Job >> Reproduce the match report below word for word, from its first sentence to its last.

Source text >>
"""
Edin Dzeko, rumoured to be the subject of a megabucks bid of anywhere between £30-40million – depending on which newspaper you read – from cash-rich Manchester City, punished some slack Philip Lahm defending to score a truly world class finish (Alright, the German captain kicked it against him and it deflected over a stranded Manuel Neuer in goal).
The Bosnian hit man, who has scored at Eintracht Frankfurt's Kommerzbank Stadion in each of VfL Wolfsburg's last two league fixtures there, made no mistake in front of goal yet again last night to find the back of the net, albeit in fortuitous fashion.
Yet Lahm made up for his poor defending – or maybe unlucky defending? - with a fantastic goal of his own. The truly two-footed full back weaved between a couple of Bosnia players to lash a 20-yard effort into the top corner and level proceedings in Germany's final pre-World Cup friendly. A lovely goal, really beautiful. He scored a screamer to become the first player to score at Euro 2008, and more of this sort of stuff will be very welcome when the World Cup kicks off next week.
The two penalties from Schweinsteiger earned his side the win - although the second one was perhaps a bit harsh on Bosnia – yet fans of the national team might be ever-so-slightly concerned about the team Löw deemed his starting eleven for Germany's first group game against Australia.
And that starting XI you ask? Goalkeeper: Manuel Neuer. Defenders: Philip Lahm, Arne Friedrich, Per Mertesacker, Holger Badstuber. Midfielders: Sami Khedira, Bastian Schweinsteiger, Piotr Trochowski, Mesut Özil. Strikers: Lukas Podolski, Miroslav Klose.
"""
Supplied data >>
"""
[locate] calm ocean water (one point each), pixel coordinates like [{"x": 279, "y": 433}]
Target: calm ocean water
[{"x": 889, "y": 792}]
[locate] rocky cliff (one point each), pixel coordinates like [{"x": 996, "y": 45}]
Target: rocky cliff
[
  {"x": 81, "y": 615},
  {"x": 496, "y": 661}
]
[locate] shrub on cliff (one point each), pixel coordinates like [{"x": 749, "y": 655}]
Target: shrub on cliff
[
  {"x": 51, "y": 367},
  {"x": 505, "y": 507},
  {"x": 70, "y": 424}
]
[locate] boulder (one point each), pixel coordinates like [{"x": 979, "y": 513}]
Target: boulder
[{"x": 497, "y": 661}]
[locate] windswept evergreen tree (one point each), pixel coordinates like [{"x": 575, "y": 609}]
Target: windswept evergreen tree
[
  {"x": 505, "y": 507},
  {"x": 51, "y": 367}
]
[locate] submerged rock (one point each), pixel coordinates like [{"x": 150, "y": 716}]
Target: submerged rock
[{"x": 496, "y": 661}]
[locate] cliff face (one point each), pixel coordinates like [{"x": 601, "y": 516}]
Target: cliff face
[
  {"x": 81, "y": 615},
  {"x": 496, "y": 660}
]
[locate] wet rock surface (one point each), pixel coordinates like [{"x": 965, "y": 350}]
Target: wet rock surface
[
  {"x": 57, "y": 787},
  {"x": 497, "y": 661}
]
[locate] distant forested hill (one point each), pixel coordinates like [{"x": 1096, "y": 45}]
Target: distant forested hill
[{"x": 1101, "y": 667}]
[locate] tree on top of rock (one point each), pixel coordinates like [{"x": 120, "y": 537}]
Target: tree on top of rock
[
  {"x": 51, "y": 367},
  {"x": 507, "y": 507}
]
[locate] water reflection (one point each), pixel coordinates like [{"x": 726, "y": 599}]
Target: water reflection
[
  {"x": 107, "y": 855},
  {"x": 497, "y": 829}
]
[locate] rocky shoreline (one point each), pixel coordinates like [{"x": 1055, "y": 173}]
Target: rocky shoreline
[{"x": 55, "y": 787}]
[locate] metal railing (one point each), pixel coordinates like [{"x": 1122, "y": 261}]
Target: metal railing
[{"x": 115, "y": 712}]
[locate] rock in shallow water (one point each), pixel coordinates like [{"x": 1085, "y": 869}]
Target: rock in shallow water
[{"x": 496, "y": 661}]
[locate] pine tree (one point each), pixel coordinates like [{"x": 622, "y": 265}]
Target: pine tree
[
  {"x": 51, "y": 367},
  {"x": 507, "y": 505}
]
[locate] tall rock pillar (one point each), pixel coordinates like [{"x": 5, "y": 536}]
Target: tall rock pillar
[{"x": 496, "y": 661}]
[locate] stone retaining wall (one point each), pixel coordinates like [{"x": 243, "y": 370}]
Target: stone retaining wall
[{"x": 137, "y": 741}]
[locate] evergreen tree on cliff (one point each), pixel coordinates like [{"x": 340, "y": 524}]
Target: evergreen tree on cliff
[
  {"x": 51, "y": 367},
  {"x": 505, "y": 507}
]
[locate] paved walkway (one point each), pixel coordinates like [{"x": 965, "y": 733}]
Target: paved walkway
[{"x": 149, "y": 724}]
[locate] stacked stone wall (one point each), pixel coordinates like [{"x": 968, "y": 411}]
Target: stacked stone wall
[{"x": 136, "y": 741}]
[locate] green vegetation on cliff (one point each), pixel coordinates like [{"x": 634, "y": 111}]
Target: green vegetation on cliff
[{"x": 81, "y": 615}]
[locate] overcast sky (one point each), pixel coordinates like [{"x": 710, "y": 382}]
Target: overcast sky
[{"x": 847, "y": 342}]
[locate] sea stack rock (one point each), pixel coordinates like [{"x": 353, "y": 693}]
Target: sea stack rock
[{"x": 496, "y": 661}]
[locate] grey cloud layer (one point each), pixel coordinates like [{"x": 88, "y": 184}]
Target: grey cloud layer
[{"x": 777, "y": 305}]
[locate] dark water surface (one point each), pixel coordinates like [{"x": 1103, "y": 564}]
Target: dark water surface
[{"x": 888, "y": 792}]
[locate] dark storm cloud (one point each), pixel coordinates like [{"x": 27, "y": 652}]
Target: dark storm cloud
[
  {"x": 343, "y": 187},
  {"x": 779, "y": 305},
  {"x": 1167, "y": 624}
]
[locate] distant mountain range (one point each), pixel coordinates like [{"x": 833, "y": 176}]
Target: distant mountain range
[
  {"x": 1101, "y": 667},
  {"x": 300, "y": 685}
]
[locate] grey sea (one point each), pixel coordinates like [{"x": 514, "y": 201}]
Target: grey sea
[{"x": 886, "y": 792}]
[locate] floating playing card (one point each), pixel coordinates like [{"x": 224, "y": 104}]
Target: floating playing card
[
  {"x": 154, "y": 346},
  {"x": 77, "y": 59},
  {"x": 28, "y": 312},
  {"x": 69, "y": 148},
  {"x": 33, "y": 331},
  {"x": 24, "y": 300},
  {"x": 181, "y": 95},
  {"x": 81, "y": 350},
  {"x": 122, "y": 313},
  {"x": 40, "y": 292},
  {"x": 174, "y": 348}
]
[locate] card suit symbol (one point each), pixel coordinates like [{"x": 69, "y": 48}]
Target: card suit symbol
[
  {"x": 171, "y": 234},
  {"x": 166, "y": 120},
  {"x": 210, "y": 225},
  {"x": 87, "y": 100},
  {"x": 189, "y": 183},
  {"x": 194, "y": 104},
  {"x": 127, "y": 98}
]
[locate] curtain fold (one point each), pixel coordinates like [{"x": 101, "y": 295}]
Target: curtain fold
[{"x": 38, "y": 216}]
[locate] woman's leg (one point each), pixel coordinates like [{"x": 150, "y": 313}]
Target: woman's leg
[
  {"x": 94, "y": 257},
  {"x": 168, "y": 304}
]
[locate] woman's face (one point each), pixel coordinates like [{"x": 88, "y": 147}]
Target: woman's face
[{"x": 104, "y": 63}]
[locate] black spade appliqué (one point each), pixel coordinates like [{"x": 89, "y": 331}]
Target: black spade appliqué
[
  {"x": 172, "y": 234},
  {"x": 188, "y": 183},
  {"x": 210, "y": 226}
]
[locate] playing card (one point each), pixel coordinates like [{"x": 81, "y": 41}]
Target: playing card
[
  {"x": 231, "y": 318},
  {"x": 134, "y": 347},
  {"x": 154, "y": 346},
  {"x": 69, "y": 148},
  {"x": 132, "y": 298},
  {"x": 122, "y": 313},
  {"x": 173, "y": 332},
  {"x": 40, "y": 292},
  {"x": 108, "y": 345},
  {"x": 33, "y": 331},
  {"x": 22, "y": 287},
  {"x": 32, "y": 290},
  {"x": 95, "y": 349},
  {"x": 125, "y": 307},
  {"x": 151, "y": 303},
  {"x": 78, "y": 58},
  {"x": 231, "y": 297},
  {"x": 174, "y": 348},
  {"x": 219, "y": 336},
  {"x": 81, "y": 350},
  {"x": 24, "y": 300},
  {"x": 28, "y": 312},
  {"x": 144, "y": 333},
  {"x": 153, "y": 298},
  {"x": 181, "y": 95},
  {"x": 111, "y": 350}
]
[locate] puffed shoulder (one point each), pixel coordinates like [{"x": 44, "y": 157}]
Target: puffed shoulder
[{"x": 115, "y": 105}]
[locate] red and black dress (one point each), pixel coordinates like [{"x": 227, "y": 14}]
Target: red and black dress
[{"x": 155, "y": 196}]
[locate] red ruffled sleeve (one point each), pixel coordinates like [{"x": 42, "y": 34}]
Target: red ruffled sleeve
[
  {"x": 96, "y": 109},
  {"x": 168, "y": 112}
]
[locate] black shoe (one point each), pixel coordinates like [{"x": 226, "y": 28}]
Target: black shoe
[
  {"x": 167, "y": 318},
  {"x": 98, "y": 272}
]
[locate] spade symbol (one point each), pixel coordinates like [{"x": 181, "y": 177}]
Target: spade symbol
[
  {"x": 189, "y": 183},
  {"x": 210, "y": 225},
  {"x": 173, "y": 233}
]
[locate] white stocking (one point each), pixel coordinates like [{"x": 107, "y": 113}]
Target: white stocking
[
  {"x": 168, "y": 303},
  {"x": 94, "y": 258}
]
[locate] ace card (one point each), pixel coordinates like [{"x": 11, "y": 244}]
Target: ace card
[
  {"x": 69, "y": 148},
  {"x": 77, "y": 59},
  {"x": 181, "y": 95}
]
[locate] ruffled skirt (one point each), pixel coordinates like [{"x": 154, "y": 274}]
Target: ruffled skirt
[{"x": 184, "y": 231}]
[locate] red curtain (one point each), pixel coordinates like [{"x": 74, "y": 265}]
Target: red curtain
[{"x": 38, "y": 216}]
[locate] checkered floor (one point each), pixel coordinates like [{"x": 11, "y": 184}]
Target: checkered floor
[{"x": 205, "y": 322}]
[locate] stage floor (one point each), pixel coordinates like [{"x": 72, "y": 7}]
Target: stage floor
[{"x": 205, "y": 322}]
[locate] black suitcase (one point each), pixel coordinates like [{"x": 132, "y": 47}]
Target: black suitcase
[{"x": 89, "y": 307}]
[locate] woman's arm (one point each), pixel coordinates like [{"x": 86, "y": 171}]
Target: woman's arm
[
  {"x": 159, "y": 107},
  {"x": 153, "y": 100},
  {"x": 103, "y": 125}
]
"""
Correct answer >>
Edin Dzeko, rumoured to be the subject of a megabucks bid of anywhere between £30-40million – depending on which newspaper you read – from cash-rich Manchester City, punished some slack Philip Lahm defending to score a truly world class finish (Alright, the German captain kicked it against him and it deflected over a stranded Manuel Neuer in goal).
The Bosnian hit man, who has scored at Eintracht Frankfurt's Kommerzbank Stadion in each of VfL Wolfsburg's last two league fixtures there, made no mistake in front of goal yet again last night to find the back of the net, albeit in fortuitous fashion.
Yet Lahm made up for his poor defending – or maybe unlucky defending? - with a fantastic goal of his own. The truly two-footed full back weaved between a couple of Bosnia players to lash a 20-yard effort into the top corner and level proceedings in Germany's final pre-World Cup friendly. A lovely goal, really beautiful. He scored a screamer to become the first player to score at Euro 2008, and more of this sort of stuff will be very welcome when the World Cup kicks off next week.
The two penalties from Schweinsteiger earned his side the win - although the second one was perhaps a bit harsh on Bosnia – yet fans of the national team might be ever-so-slightly concerned about the team Löw deemed his starting eleven for Germany's first group game against Australia.
And that starting XI you ask? Goalkeeper: Manuel Neuer. Defenders: Philip Lahm, Arne Friedrich, Per Mertesacker, Holger Badstuber. Midfielders: Sami Khedira, Bastian Schweinsteiger, Piotr Trochowski, Mesut Özil. Strikers: Lukas Podolski, Miroslav Klose.